• **Brief**: For each line in the data below that holds "separated", return a copy.

[[ Supplied records open ]]

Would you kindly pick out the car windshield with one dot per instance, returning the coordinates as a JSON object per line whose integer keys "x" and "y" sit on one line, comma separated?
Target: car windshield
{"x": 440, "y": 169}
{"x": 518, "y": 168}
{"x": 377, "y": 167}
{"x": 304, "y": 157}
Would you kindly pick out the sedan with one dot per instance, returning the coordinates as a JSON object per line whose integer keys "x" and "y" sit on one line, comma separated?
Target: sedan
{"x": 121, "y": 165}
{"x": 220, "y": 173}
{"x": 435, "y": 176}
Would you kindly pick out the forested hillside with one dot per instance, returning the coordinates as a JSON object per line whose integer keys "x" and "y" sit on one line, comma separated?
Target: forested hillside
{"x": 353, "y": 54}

[[ Supplied records closed ]]
[[ Supplied records open ]]

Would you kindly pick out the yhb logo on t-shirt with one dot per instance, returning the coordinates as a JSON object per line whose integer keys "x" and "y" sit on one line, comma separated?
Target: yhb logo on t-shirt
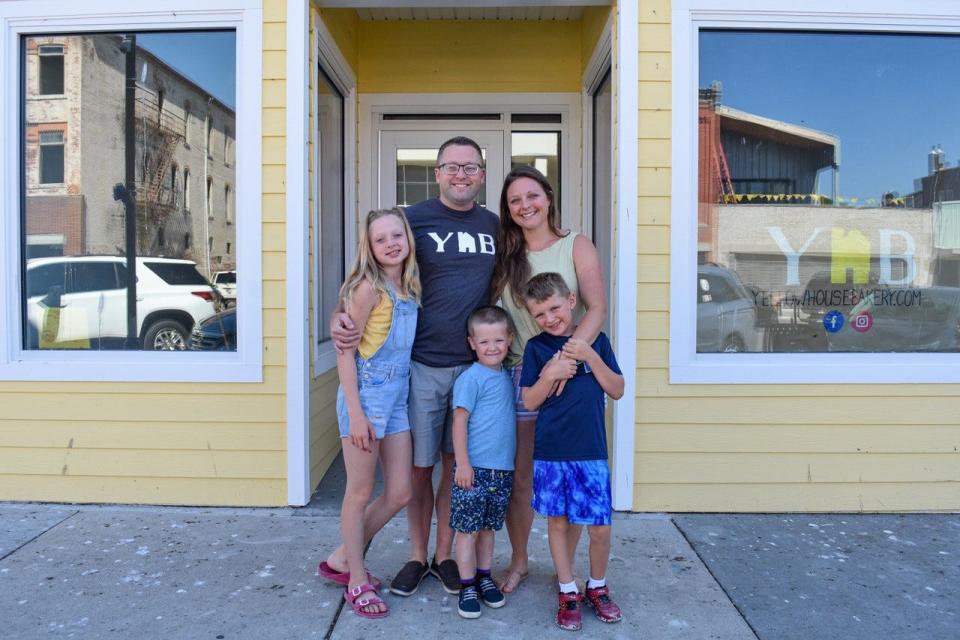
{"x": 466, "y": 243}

[[ Supplied records closed ]]

• **Problem solution**:
Would you kindly pick out the car windshield with one dot per instance, returning the coordinates as a JSON object per line whose integer keys "x" and "y" sit on one line, comma separated?
Would you kindly pick out the sedan with one dot per instance, returning the coordinates as a JSON object per line whose integer keys "x" and "y" sit on one line, comma separated?
Would you kindly pick out the forested hillside with one dot per instance, returning the coordinates as a JSON object per line whose integer keys "x" and "y" sit on one line, comma separated?
Would you kindly pick out the yhb logo on t-shirt with one dot per instance, returning the coordinates as a JSON object per line whose integer keys "x" and "y" sit on one line, comma separated?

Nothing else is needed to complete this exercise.